What to do:
1 > In the Scott Gerber interview, rewrite the passage from "Most entrepreneurs don’t" to "they can handle.", replacing "Facebook-style" with "Google-style".
2 > Translate this sentence from the Scott Gerber interview into Spanish: "Most entrepreneurs don’t need to out-innovate everybody in the world."

Extract provided:
Scott Gerber is a syndicated columnist (WSJ, Entrepreneur, Inc.), a serial entrepreneur, author of Never Get a "Real" Job: How to Dump Your Boss, Build a Business and Not Go Broke, and founder of the Young Entrepreneur Council, an advocacy group made up of many of the world’s top young entrepreneurs that works to help young people overcome the devastating effects of youth unemployment and underemployment by teaching them how to build businesses.
He is the founder and CEO of Gerber Enterprises, an entrepreneurial incubator and venture management company that invests capital, management expertise, and marketing services into innovative early and mid-stage companies.
Being an entrepreneur is much like being on a journey, living a process of discovery. Here, wherever here is, doesn't interest an entrepreneur, so much. Over there...wherever over there is....is much more interesting.
So I asked him:
What are three common lessons young entrepreneurs learn in their journey to success?
And, Scott shared his answer which reflected his own journey and process of discovery to-date.
You know there are many, many, lessons. If I had to sum up what lessons are most important I’d have to say:
Number One is Don’t Reinvent the Wheel, because you’ll be doomed to be run over by it. A lot of people think you have to disrupt an entire industry. They need to build some whole new mortgage sector. Use these different buzzwords to think they are going to be successful.
Most entrepreneurs don’t need to out-innovate everybody in the world. Thats a stupid premise. Not everybody is going to build a Facebook-style business. I would argue that most people ought to accept the fact that they are never going to build that level of company and truly build something that is successful and they can handle.
Number Two: Focus is Obviously Key.
So many people are like:
“Scott. You’re a serial entrepreneur. Why can’t I be?”
And I’m like:
“How many of your businesses are cash-flow positive and making money after more than 5 years?”

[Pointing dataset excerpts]
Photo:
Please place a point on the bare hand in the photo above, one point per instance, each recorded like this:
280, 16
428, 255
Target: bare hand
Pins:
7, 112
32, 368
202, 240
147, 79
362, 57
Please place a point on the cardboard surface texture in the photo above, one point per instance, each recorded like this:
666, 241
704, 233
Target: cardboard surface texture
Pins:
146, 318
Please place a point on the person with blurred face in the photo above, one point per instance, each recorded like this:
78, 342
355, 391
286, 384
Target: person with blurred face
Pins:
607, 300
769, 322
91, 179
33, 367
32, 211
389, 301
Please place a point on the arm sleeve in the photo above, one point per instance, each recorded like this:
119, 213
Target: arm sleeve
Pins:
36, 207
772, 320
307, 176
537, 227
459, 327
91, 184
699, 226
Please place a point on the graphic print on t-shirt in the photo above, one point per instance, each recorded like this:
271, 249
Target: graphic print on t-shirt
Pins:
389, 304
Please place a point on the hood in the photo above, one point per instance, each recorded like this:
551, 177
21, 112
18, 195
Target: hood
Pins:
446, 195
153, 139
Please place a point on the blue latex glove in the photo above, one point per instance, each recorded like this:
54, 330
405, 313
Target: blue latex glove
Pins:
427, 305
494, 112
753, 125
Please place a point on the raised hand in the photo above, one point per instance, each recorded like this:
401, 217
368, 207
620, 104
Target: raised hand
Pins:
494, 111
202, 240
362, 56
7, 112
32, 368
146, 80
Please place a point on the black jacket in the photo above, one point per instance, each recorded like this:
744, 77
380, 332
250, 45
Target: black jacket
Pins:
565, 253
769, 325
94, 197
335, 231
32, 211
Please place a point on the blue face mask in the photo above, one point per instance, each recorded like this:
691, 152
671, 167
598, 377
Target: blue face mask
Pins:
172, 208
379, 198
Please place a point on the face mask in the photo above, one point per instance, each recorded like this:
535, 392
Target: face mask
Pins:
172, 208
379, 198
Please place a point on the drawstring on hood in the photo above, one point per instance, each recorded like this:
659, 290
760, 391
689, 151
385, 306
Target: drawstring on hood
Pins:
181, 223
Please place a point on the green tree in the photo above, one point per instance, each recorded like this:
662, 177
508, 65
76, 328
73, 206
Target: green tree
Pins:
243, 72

Answers for the exercise:
1 >
Most entrepreneurs don’t need to out-innovate everybody in the world. Thats a stupid premise. Not everybody is going to build a Google-style business. I would argue that most people ought to accept the fact that they are never going to build that level of company and truly build something that is successful and they can handle.

2 > La mayoría de los emprendedores no necesitan superar en innovación a todo el mundo.